■ Objective
Format these entries as a two-column CSV with the headers "prompt" and "points", one row per entry: the entry's text in the first column and its answer in the second, each in a single quoted field with line breaks replaced by spaces.

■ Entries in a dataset

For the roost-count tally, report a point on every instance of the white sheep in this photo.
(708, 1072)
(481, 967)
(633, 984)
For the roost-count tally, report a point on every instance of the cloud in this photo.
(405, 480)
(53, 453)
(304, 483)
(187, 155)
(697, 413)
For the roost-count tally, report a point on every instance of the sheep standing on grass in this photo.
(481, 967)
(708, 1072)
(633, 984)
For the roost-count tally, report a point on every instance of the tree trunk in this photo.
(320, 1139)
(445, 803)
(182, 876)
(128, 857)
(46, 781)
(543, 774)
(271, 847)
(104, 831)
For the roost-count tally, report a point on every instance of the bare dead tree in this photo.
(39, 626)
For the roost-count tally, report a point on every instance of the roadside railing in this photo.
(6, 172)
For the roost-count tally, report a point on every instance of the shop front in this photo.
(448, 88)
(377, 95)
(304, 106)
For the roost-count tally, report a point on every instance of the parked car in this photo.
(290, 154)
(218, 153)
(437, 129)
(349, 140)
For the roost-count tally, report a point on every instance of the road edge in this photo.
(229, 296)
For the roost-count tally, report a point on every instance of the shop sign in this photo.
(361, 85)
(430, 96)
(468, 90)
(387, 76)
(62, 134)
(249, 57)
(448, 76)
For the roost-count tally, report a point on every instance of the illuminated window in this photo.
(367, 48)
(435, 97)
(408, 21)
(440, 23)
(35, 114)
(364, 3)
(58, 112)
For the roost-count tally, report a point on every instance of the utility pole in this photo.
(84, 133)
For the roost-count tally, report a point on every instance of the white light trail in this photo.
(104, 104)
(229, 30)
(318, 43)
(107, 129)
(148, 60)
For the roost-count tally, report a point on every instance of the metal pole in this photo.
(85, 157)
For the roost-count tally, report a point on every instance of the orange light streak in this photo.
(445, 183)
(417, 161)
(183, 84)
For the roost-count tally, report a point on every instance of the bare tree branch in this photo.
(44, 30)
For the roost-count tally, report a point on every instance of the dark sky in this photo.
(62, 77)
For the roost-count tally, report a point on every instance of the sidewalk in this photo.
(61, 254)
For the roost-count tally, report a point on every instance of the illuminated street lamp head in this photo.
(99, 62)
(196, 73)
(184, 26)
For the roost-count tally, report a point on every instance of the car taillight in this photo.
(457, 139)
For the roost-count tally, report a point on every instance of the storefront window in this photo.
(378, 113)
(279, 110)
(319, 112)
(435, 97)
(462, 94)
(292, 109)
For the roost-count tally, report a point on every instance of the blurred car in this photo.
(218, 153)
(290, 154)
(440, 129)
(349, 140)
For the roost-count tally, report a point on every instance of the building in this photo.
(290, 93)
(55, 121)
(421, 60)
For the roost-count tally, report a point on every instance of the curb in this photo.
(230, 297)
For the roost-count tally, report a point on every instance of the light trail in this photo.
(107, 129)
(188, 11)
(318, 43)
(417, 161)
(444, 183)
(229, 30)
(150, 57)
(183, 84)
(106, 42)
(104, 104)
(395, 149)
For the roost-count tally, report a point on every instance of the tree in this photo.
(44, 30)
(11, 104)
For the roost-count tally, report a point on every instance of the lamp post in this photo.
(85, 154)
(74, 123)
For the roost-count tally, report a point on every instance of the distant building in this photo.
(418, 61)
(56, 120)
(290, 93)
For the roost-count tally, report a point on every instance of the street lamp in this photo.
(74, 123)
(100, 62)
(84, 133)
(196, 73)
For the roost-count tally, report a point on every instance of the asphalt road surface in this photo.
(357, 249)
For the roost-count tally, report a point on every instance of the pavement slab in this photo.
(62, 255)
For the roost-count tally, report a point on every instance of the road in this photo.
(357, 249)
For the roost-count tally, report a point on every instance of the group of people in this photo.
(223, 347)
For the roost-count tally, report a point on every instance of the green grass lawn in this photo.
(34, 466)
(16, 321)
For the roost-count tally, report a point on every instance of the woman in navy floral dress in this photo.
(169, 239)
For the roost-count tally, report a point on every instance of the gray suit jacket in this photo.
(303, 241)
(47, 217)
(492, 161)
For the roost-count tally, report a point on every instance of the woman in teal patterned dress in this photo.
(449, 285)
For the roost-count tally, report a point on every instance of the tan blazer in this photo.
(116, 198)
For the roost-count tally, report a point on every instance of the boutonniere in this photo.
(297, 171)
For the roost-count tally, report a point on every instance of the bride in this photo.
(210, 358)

■ Written response
prompt,points
"For the roost-count tally, report a point on every instance of the white sheep in this photo.","(708, 1072) (481, 967) (633, 984)"
"For the roost-count tally, report a point on every instance of the cloud in this photo.","(405, 480) (53, 453) (304, 483) (187, 155) (697, 413)"
"For the roost-count tally, report a point on every instance of the sheep standing on grass in this photo.","(481, 967) (708, 1072) (633, 984)"
"For the roost-count tally, report a point on every instance of the tree trunk in this photo.","(320, 1139) (445, 803) (182, 876) (128, 857) (46, 781) (543, 774) (271, 847) (104, 831)"
"For the roost-count tally, report a point on every instance of the bare dead tree in this photo.","(39, 626)"
"For the roost-count tally, report a point on every instance of the roadside railing in this photo.","(6, 172)"
"For the roost-count tally, report a point on every instance of the shop front in this photo.","(448, 88) (377, 95) (304, 106)"
"For the roost-count tally, report a point on every instance of the parked car in this photo.","(290, 154) (218, 153) (437, 129) (349, 140)"
"For the roost-count tally, report a point on every instance of the road edge in this photo.","(229, 296)"
"For the roost-count tally, report a point on every instance of the shop sign in this photo.","(361, 85) (430, 96) (468, 90) (387, 76) (62, 134) (249, 57) (448, 76)"
"For the roost-count tally, report a point on every instance of the illuminated window in this photo.","(367, 48) (435, 97) (408, 21) (440, 23) (35, 114) (364, 3) (58, 112)"
"For the roost-count tally, report a point on every instance of the utility pole in this photo.","(84, 133)"
"For the roost-count tally, report a point on every instance of the white light trail in this photo.","(104, 104) (229, 30) (318, 43) (107, 129) (148, 60)"
"For the roost-count tally, report a point on every instance of the metal pole in this photo.","(85, 157)"
"For the roost-count tally, report a point on every instance of the orange light streak in this photo.","(445, 183) (417, 161) (183, 84)"
"For the roost-count tally, report a point on every instance of the bare tree branch in this photo.","(44, 30)"
"For the roost-count tally, report a point on every instance of the dark sky in this photo.","(62, 77)"
"For the roost-count tally, report a point on every instance of the sidewalk in this photo.","(61, 254)"
"For the roost-count tally, report a point on every instance of the illuminated street lamp head in this photo.","(99, 62) (196, 73) (184, 26)"
"For the roost-count tally, report a point on every instance of the car taillight in this photo.","(457, 139)"
"For the roost-count tally, report a point on every instance of the storefront window in this photo.","(378, 113) (279, 110) (319, 112) (435, 97) (462, 94) (292, 109)"
"For the roost-count tally, report a point on every instance of the blurred car in this photo.","(218, 153) (290, 154) (440, 129) (349, 140)"
"For the roost-count tally, report a point on every instance of the building in this photo.","(290, 93) (55, 121) (421, 60)"
"For the roost-count tally, report a point on every instance of the curb in this photo.","(230, 297)"
"For the roost-count tally, report a point on every instance of the light trail in this photo.","(107, 129) (188, 11) (318, 43) (417, 161) (444, 183) (229, 30) (150, 57) (183, 84) (106, 42) (104, 104) (395, 149)"
"For the roost-count tally, report a point on every instance of the tree in this photo.","(44, 30) (11, 104)"
"For the roost-count tally, report a point on every instance of the lamp post in this photo.","(85, 154) (74, 123)"
"For the roost-count tally, report a point on every instance of the distant building in this photo.","(418, 61) (56, 120) (290, 93)"
"For the roost-count tally, report a point on every instance of the street lamp in this photo.","(74, 123) (100, 62) (84, 133) (196, 73)"
"For the roost-count tally, report a point on every instance of the asphalt road surface in this photo.","(357, 249)"
"For the roost-count tally, report a point on every instance of the pavement slab in this photo.","(62, 255)"
"For the roost-count tally, report a point on every instance of the road in this photo.","(357, 249)"
"For the roost-count tally, report a point on every instance of the group of people in this photo.","(223, 347)"
"For the roost-count tally, report a point on every instance of the green grass lawn in this photo.","(34, 466) (16, 321)"
"For the roost-count tally, report a point on every instance of the woman in navy floral dress in this photo.","(169, 239)"
"For the roost-count tally, report a point on every instance of the gray suit jacket in this photo.","(303, 241) (47, 217) (492, 161)"
"For the roost-count tally, report a point on every instance of the woman in teal patterned dress in this photo.","(449, 285)"
"For the roost-count tally, report a point on every instance of the tan blazer in this photo.","(116, 198)"
"For the roost-count tally, report a point on every instance of the boutonniere in this photo.","(297, 171)"
"For the roost-count tally, report a point on every instance of the bride in this photo.","(210, 358)"